#### What to work on:
Find every line in the listing that contains the string "grass" and copy each one out. Match case exactly.
────────────────
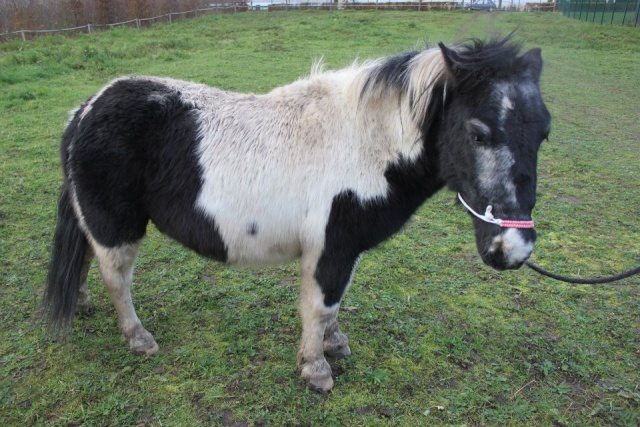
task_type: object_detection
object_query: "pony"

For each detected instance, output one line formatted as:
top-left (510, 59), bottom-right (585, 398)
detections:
top-left (43, 37), bottom-right (550, 392)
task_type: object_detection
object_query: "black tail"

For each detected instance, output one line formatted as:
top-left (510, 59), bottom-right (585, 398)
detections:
top-left (44, 184), bottom-right (88, 332)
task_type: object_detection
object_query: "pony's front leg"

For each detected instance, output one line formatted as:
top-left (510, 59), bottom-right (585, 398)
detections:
top-left (298, 253), bottom-right (357, 393)
top-left (93, 242), bottom-right (159, 355)
top-left (323, 310), bottom-right (351, 359)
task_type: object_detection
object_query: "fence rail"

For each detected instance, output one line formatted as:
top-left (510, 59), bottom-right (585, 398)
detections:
top-left (557, 0), bottom-right (640, 27)
top-left (0, 3), bottom-right (249, 41)
top-left (0, 0), bottom-right (464, 42)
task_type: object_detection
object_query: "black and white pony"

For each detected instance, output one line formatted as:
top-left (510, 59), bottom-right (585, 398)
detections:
top-left (44, 38), bottom-right (550, 391)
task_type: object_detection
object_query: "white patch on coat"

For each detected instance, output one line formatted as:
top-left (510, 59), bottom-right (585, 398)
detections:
top-left (78, 77), bottom-right (130, 126)
top-left (489, 228), bottom-right (533, 266)
top-left (126, 49), bottom-right (444, 263)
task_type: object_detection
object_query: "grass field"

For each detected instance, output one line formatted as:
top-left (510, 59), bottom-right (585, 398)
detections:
top-left (0, 12), bottom-right (640, 426)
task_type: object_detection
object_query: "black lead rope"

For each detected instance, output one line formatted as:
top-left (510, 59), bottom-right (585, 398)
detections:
top-left (525, 261), bottom-right (640, 285)
top-left (458, 193), bottom-right (640, 285)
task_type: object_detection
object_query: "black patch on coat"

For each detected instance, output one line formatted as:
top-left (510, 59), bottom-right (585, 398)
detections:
top-left (61, 78), bottom-right (227, 261)
top-left (361, 51), bottom-right (419, 98)
top-left (314, 87), bottom-right (445, 307)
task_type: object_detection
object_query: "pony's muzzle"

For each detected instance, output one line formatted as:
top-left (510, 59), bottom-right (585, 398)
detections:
top-left (480, 228), bottom-right (536, 270)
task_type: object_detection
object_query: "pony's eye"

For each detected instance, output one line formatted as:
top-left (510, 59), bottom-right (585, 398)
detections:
top-left (465, 119), bottom-right (491, 144)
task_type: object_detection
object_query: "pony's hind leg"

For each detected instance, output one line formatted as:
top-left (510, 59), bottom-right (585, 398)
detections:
top-left (76, 245), bottom-right (95, 313)
top-left (298, 253), bottom-right (355, 393)
top-left (323, 310), bottom-right (351, 359)
top-left (92, 241), bottom-right (158, 355)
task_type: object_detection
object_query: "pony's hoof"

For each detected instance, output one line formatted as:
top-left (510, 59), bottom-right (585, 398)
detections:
top-left (129, 331), bottom-right (160, 356)
top-left (76, 296), bottom-right (91, 314)
top-left (323, 331), bottom-right (351, 359)
top-left (307, 377), bottom-right (333, 394)
top-left (324, 344), bottom-right (351, 359)
top-left (302, 359), bottom-right (333, 393)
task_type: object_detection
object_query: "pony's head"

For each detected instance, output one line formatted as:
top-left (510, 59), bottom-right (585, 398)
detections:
top-left (438, 38), bottom-right (550, 270)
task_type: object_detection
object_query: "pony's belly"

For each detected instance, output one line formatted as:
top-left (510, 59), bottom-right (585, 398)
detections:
top-left (227, 234), bottom-right (302, 264)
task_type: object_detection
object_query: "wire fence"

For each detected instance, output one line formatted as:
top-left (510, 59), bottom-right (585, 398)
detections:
top-left (557, 0), bottom-right (640, 27)
top-left (0, 4), bottom-right (249, 41)
top-left (0, 0), bottom-right (588, 42)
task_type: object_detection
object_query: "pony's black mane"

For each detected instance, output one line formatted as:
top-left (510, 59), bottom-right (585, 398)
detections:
top-left (361, 33), bottom-right (521, 99)
top-left (440, 34), bottom-right (523, 91)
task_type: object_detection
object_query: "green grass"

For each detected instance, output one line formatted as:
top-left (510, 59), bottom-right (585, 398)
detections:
top-left (0, 12), bottom-right (640, 426)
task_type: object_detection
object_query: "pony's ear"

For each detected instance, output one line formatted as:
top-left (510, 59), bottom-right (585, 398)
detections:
top-left (438, 42), bottom-right (458, 81)
top-left (520, 47), bottom-right (542, 83)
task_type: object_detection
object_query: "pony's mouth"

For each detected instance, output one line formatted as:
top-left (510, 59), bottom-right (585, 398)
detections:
top-left (478, 228), bottom-right (535, 270)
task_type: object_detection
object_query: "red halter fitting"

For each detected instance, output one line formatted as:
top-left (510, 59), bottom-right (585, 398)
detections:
top-left (458, 193), bottom-right (534, 228)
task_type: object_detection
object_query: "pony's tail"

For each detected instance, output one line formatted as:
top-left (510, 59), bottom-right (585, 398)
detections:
top-left (43, 183), bottom-right (88, 334)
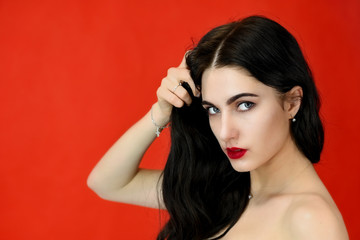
────────────────
#### Answer for the task:
object_query: "grass field"
object_query: "green grass"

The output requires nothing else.